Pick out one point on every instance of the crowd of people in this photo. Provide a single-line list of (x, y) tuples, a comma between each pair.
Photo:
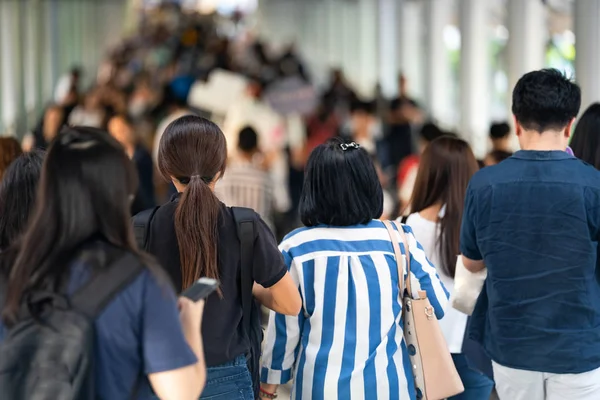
[(213, 200)]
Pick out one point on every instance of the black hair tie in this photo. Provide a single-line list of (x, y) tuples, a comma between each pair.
[(186, 180), (346, 146)]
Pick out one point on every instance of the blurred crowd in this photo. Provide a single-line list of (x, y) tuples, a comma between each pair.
[(163, 72), (211, 119)]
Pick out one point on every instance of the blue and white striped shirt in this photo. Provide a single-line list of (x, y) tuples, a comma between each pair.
[(347, 342)]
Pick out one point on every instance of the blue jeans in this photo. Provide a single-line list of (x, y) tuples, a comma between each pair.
[(477, 385), (230, 381)]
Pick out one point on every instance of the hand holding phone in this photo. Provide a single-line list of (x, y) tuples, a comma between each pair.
[(201, 289)]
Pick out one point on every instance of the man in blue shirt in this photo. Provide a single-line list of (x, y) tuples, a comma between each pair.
[(534, 221)]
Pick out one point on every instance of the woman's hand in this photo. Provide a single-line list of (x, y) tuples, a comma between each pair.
[(190, 314), (283, 297), (267, 389)]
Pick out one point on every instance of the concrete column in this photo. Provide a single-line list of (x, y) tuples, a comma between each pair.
[(437, 66), (32, 53), (388, 68), (475, 78), (11, 68), (587, 39), (410, 33), (528, 30)]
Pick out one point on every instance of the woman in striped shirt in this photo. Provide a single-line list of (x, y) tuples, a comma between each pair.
[(347, 342)]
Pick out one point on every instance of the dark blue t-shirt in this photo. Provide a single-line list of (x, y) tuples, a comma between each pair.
[(534, 220), (137, 334)]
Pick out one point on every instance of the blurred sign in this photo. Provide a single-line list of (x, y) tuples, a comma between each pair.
[(292, 96), (216, 96)]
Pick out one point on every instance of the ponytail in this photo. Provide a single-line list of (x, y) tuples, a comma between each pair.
[(193, 151), (196, 221)]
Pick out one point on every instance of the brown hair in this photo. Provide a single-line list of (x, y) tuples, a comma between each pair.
[(446, 166), (10, 149), (193, 150)]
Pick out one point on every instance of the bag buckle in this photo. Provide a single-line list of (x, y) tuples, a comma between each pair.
[(429, 312)]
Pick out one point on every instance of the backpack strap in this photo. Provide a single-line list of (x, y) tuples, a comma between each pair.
[(94, 296), (141, 226), (245, 219)]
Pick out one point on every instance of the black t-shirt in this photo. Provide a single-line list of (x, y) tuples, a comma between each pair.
[(222, 329)]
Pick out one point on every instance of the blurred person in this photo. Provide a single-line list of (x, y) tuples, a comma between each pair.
[(404, 112), (340, 93), (322, 126), (17, 196), (446, 166), (585, 143), (121, 128), (363, 127), (143, 99), (533, 222), (348, 338), (10, 149), (275, 133), (246, 182), (52, 121), (195, 235), (90, 113), (79, 227), (67, 88), (408, 168), (496, 157), (500, 137), (388, 200)]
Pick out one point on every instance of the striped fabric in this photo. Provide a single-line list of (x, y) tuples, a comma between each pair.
[(347, 343), (245, 185)]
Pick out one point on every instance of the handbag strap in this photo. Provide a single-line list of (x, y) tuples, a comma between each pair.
[(401, 282), (404, 239)]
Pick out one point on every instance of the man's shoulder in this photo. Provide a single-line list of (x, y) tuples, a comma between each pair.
[(489, 176)]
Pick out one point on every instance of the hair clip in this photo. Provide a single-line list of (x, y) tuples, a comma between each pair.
[(346, 146)]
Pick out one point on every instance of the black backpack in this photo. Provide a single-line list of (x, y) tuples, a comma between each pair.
[(245, 219), (51, 356)]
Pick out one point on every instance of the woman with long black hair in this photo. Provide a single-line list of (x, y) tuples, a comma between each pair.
[(141, 341), (446, 166), (194, 235)]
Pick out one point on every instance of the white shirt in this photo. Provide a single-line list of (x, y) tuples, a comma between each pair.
[(454, 322), (246, 185)]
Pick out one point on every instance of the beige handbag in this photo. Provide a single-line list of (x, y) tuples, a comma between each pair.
[(435, 375), (467, 287)]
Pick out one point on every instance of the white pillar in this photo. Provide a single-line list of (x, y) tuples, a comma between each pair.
[(410, 33), (11, 66), (32, 57), (475, 82), (388, 69), (528, 30), (437, 66), (587, 39), (369, 51)]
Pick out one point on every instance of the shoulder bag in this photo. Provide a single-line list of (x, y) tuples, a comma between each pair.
[(434, 372)]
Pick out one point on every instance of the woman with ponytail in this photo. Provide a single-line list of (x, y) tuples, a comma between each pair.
[(194, 235), (446, 166)]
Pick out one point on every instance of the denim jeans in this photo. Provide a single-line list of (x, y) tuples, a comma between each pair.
[(230, 381), (477, 385)]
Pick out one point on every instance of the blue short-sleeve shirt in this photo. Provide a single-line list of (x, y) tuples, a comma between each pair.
[(534, 220), (137, 334)]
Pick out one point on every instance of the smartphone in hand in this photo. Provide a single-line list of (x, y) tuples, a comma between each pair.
[(201, 289)]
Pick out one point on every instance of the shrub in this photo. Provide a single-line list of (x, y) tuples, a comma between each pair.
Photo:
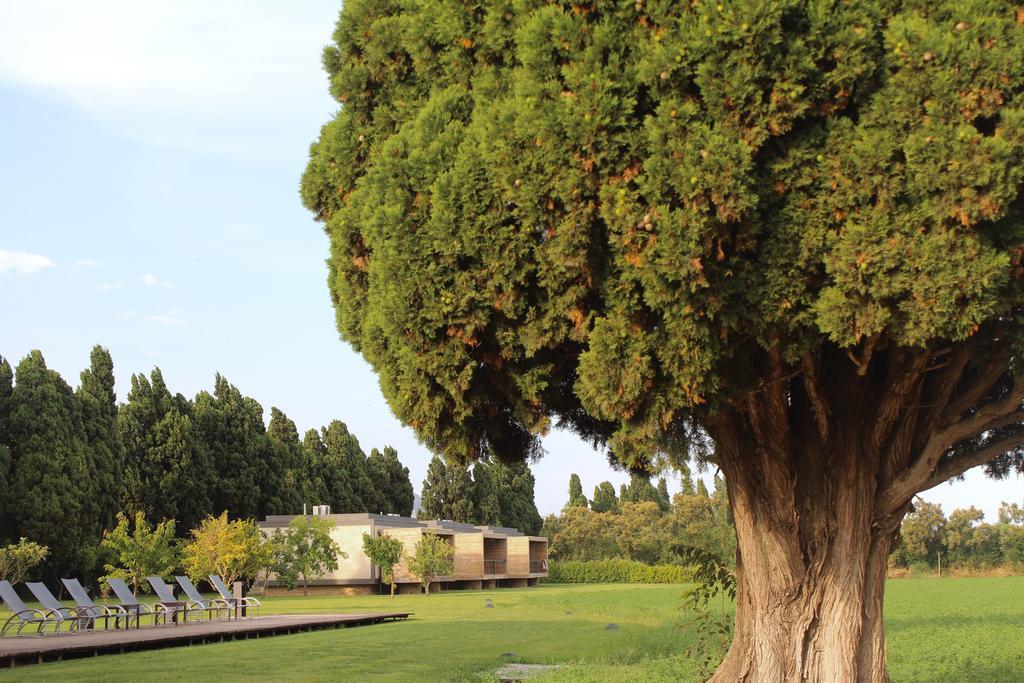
[(616, 571)]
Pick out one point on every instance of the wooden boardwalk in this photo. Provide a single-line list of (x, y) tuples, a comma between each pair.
[(32, 649)]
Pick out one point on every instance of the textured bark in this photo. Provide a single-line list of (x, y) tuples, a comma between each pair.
[(811, 570), (822, 460)]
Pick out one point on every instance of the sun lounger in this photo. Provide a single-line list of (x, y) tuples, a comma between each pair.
[(87, 606), (214, 606), (132, 604), (22, 616), (236, 603), (166, 597), (57, 611)]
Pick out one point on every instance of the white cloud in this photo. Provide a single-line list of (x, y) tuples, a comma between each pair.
[(23, 262), (82, 263), (174, 73), (170, 317), (151, 280)]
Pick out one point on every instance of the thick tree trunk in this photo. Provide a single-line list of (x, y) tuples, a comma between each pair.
[(811, 550), (808, 609)]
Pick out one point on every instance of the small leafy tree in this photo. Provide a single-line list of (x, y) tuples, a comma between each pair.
[(305, 550), (227, 548), (431, 559), (17, 558), (140, 552), (385, 552)]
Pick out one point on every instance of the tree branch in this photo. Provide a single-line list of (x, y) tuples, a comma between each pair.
[(923, 469), (819, 404), (946, 470)]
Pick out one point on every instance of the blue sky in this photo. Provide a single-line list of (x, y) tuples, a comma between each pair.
[(150, 161)]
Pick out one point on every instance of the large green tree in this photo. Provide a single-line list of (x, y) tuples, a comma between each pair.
[(785, 237), (6, 461), (292, 465), (576, 493), (51, 487), (230, 427), (391, 478), (167, 469), (104, 456)]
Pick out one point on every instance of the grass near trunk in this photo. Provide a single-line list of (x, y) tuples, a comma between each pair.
[(937, 630)]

________________________________________

--- YOUR INSTRUCTIONS ---
Can you write out everything from the line containing "Pick out one point on every instance of the white cloud" down to the last of the entries, requests and all, with each x and y coordinate in the answers multiplied by 0.35 and rounded to a whole number, halves going up?

--- SOLUTION TO THE PROBLEM ---
Pick out one point on every instance of the white cloud in this photo. Provide a single-line list of (x, y) tuples, a comma between each pair.
[(8, 92), (29, 92), (61, 26), (60, 111), (53, 98)]
Pick out one point on every instance of the thick tree trunk in this photo. Provide a single-line list of (x, y) tuples, a comma between each pair.
[(284, 193), (283, 213)]
Pick out one point on every instance of the small leafy tree in this photo. Provide a single-line list of (x, y) tuples, a comma between each pair.
[(107, 193), (79, 192), (151, 196), (6, 195), (49, 193), (135, 193)]
Pick out one point on every instance of the tree branch in this photo. Provide a single-line list of (x, y) tuples, a comma between each pair.
[(323, 164), (287, 141), (331, 165)]
Pick out one point on every instance of the blue sky in this photo. Provide a single-line list of (x, y) tuples, a comma between each pair.
[(53, 56)]
Pick out one point on every instance of the large green tree in this photo. Provide a single-line list of (x, y) tuples, a comma between each pair.
[(275, 83), (2, 161), (102, 163), (202, 173), (18, 170), (81, 149), (137, 167), (58, 164), (36, 160)]
Pick out one point on every instance of the grass near trunk in this photo. Provide a single-line list of (x, y) tuples, a comma between each pair.
[(328, 221)]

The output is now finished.